— Source text —
[Start of Attachment]
Coryphantha (from Greek, "flowering on the top"), or beehive cactus, is a genus of small to middle-sized, globose or columnar cacti. The genus is native to arid parts of Central America, Mexico, through Arizona, New Mexico, and western Texas and north into southwestern, central, and southeastern Montana. With its two subgenera, 57 species and 20 subspecies, it is one of the largest genera of cactus.

==Description==
There are four characteristics that distinguish Coryphantha from other cacti.
1. Their bodies do not have ribs, just tubercles.
2. The flowers form at the top of the plant (the apex or growing end of the stem).
3. The tip (podarium) of each flowering tubercle has three parts, the spiny areole, the groove and the axil. Without the groove it is not a Coryphantha.
4. The seed coat (or testa) has a net-like pattern (reticulate).
More than many other cacti, the Coryphantha change in their appearance over their lifespan. The presence or absence of a central spine is not indicative of the genus, even in fully adult plants.

===Name===
The name Coryphantha was first applied by George Engelmann in 1856 as a subgenus, the earlier name Aulacothele of Lemaire having been abandoned. In 1868 Lemaire promoted the group to genus level. Before this all Coryphantha had been classified as Mammillaria.
[End of Attachment]
— Requirement 1 —
Rewrite the paragraph of the Coryphantha text that begins "The name Coryphantha was first applied" as a short bulleted list.
— Requirement 2 —
Transcribe the passage of the Coryphantha text that begins at the words "2. The flowers" and stops after the words "net-like pattern (reticulate).".

Referring expression pointing data
[Start of Attachment]
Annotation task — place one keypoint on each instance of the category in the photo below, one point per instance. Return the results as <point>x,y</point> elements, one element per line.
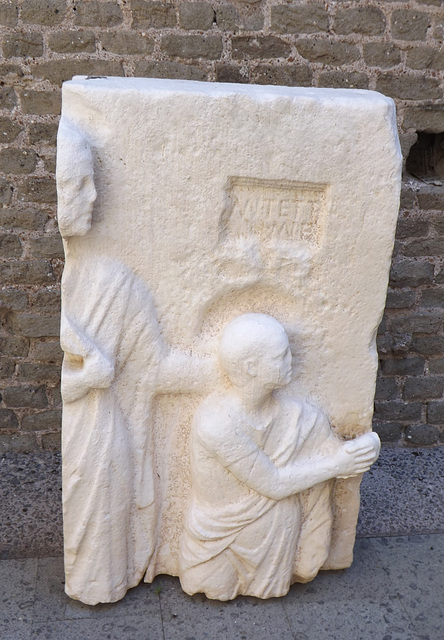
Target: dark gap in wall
<point>426,158</point>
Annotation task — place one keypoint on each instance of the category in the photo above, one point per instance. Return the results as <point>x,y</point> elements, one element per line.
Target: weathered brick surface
<point>381,54</point>
<point>28,44</point>
<point>158,15</point>
<point>209,47</point>
<point>126,42</point>
<point>97,14</point>
<point>329,52</point>
<point>410,25</point>
<point>196,15</point>
<point>72,41</point>
<point>309,18</point>
<point>44,12</point>
<point>368,21</point>
<point>393,47</point>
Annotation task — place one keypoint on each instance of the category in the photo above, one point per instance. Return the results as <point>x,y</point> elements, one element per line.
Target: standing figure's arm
<point>85,366</point>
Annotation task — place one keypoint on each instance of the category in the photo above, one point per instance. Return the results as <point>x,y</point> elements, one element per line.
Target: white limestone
<point>183,206</point>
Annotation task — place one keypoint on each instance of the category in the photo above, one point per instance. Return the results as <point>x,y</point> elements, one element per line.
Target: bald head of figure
<point>255,347</point>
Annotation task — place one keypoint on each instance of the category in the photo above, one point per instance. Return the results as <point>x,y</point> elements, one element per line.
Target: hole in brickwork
<point>426,158</point>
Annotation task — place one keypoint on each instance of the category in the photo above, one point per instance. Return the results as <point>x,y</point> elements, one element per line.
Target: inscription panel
<point>276,210</point>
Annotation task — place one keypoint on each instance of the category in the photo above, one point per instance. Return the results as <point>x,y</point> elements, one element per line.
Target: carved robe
<point>109,510</point>
<point>236,539</point>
[End of Attachment]
— Your solution 1 —
- 1856: George Engelmann first used the name Coryphantha, for a subgenus. Lemaire's earlier name Aulacothele had been abandoned.
- 1868: Lemaire raised the group to genus rank.
- Before that, all Coryphantha were classified as Mammillaria.

— Your solution 2 —
2. The flowers form at the top of the plant (the apex or growing end of the stem).
3. The tip (podarium) of each flowering tubercle has three parts, the spiny areole, the groove and the axil. Without the groove it is not a Coryphantha.
4. The seed coat (or testa) has a net-like pattern (reticulate).